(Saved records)
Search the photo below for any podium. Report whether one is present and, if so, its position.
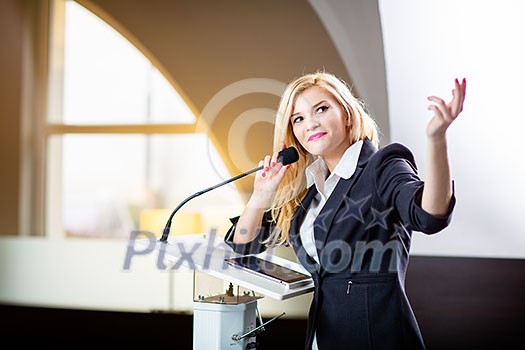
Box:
[138,231,314,350]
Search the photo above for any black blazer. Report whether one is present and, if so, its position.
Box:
[225,139,455,350]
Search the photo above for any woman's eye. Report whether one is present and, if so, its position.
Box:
[316,106,328,113]
[292,116,303,124]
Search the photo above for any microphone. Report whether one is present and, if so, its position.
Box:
[160,146,299,243]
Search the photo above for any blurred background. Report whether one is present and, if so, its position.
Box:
[0,0,525,348]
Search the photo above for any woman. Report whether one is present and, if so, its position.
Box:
[225,72,466,350]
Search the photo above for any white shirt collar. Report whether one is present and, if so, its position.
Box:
[305,140,363,191]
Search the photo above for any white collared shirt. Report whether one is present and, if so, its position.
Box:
[299,140,363,266]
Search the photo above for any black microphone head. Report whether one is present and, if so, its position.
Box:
[277,146,299,165]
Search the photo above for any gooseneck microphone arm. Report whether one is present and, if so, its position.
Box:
[160,147,299,243]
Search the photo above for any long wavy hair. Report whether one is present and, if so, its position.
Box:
[262,72,379,247]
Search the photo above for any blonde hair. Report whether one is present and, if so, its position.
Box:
[262,72,379,246]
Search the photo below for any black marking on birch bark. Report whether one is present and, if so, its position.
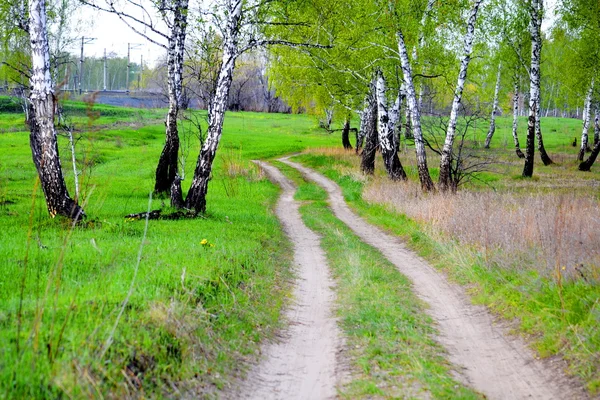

**Task statement**
Reproduce all of the material above word for word, but leave out the pictures.

**Solution to this problem**
Search the photo below for any podium. Report whether one is present and, if so, its position.
Box:
[138,231,314,350]
Search the photo above for any black blazer. Report whether one is present and, if so, its position.
Box:
[225,139,455,350]
Search the photo above for any woman's eye. Report whether one is present and, if so, its position.
Box:
[316,106,328,113]
[292,116,303,124]
Search the photo above for any microphone. Report whether one is present and, if so, its position.
Box:
[160,146,299,243]
Search the photo above for any blurred background. Report whether one is present and, if so, its position.
Box:
[0,0,525,348]
Search the photo above for any woman. Report whether one is present and, if so, its position.
Box:
[225,72,466,350]
Search the photo above for any white shirt collar. Report whether one is present and, if so, its position.
Box:
[305,140,363,191]
Search the photo above for any white collared shirt. Report whether one is present and, if so, its position.
Box:
[299,140,363,266]
Search the photo above for any black microphone head. Report whether one is present and, if so, its position.
Box:
[277,146,299,165]
Search the photo above for any gooseneck microphone arm. Report whether one is present and, if so, its position.
Box:
[160,147,299,243]
Search the photo above for any long wavy hair. Report whether one is present and, if so, its position.
Box:
[262,72,379,247]
Search the photo above for any blonde hair. Report whether one is present and, if so, its position.
Box:
[262,72,379,246]
Search the photo below for any black marking on birch bark. Report whether one is present and, if so, its position.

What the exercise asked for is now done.